[Natural language region descriptions]
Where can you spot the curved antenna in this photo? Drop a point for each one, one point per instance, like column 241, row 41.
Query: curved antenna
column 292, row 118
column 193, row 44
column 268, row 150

◆ **INSTRUCTIONS FOR THE TASK**
Your job is to reproduce the data in full, with every line intact.

◆ **TASK SOLUTION**
Where can you spot the curved antenna in this photo? Drop a point for each one, one point per instance, like column 241, row 41.
Query: curved antenna
column 292, row 118
column 193, row 44
column 268, row 150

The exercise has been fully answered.